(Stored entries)
┌──

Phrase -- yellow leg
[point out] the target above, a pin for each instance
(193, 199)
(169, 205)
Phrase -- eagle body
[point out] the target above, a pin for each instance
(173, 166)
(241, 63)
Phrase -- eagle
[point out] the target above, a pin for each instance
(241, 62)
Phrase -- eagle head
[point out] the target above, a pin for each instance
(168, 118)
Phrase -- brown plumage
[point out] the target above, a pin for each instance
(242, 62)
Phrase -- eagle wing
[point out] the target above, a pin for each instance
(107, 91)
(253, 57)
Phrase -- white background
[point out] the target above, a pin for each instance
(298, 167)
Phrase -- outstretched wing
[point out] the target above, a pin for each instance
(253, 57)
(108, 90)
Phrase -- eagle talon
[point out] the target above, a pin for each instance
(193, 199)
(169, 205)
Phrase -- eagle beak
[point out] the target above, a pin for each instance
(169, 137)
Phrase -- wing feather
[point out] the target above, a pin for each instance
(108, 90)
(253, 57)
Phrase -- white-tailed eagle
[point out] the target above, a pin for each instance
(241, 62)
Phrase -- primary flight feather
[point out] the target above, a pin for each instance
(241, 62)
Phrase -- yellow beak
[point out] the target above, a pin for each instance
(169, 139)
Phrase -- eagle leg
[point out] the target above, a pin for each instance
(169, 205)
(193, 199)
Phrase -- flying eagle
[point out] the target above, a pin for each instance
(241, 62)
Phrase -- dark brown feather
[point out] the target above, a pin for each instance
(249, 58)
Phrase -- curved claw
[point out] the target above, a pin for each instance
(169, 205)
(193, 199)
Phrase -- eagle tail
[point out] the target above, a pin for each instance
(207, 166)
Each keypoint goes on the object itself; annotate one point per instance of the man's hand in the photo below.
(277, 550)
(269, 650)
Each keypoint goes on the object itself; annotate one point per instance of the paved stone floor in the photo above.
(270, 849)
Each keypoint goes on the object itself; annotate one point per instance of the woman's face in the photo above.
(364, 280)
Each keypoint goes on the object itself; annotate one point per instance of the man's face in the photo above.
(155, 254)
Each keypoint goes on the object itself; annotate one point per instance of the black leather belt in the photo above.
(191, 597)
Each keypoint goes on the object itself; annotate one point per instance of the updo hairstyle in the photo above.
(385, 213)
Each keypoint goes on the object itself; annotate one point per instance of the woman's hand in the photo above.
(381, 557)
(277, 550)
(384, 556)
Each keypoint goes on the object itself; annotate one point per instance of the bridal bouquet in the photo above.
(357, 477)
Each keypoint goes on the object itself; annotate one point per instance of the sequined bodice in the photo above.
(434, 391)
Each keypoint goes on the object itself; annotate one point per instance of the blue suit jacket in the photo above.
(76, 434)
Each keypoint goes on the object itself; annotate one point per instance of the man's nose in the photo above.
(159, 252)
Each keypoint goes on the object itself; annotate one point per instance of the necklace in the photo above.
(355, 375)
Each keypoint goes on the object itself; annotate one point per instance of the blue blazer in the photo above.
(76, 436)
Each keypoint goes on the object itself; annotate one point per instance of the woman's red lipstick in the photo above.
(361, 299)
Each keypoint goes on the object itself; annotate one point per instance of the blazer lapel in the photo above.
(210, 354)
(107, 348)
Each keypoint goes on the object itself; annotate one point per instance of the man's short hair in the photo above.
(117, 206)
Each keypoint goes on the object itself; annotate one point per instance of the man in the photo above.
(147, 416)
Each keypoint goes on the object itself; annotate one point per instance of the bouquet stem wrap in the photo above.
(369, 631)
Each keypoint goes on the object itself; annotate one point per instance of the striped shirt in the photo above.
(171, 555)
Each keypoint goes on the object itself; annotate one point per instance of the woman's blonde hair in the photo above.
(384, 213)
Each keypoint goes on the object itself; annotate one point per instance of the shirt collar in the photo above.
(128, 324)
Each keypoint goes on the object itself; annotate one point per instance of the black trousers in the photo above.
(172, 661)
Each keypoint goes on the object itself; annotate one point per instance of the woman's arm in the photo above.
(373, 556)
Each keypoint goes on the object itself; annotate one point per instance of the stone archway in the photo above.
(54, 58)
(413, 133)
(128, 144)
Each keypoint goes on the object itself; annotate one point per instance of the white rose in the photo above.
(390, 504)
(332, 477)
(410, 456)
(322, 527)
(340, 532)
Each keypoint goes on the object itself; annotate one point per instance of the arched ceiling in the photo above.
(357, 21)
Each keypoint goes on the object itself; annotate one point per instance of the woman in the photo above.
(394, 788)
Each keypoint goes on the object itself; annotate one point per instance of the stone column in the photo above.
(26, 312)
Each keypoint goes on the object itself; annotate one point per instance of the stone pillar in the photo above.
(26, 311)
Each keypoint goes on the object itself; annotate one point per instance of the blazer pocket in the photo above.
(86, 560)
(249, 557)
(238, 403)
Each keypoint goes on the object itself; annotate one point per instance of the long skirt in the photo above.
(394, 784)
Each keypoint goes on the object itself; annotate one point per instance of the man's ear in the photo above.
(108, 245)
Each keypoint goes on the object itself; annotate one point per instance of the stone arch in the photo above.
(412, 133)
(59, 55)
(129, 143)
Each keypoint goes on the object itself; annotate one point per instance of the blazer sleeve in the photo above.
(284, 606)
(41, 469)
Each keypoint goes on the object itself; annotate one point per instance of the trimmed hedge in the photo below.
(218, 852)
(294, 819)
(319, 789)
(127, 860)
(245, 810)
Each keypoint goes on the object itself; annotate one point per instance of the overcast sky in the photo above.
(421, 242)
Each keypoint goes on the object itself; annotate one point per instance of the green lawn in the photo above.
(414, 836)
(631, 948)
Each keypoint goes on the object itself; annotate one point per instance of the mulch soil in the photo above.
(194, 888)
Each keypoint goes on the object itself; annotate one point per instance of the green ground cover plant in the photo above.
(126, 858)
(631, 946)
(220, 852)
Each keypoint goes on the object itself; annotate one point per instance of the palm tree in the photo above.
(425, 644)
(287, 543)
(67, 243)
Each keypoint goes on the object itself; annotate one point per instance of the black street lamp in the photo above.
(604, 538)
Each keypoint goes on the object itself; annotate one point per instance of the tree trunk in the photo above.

└──

Output only the lines from the one holding "arch in the photo above." through the last line above, exactly as they appear.

- [Right answer]
Each keypoint goes on the object itself; annotate one point per instance of the stone arch in the photo above.
(412, 133)
(59, 55)
(129, 143)
Each keypoint goes on the object itself; annotate one point per instance of the blazer sleeve in the photo above.
(284, 606)
(41, 469)
Each keypoint goes on the object itself; annotate one point per instance of the trimmed hedge in the photo below.
(218, 852)
(294, 819)
(319, 789)
(127, 860)
(245, 810)
Each keypoint goes on the object itself; annotate one point per instance of the overcast sky in the photo above.
(421, 242)
Each keypoint goes on the object itself; annotate one point per instance of the green lawn in the photo above.
(414, 836)
(631, 948)
Each keypoint goes on the object itself; annotate one point per instance of the mulch soil in the photo above.
(194, 888)
Each keypoint goes on the object itself; annotate one point per instance of the green ground cover plant in the photo above.
(126, 858)
(631, 946)
(220, 852)
Each keypoint goes on the object itself; annotate one point per instance of the palm tree in the photo above.
(425, 644)
(287, 543)
(67, 243)
Each keypoint goes on the object itself; annotate one point per instance of the black street lamp in the photo above.
(604, 538)
Each keypoint goes on the object itself; annotate one point per instance of the tree trunk in the photo above.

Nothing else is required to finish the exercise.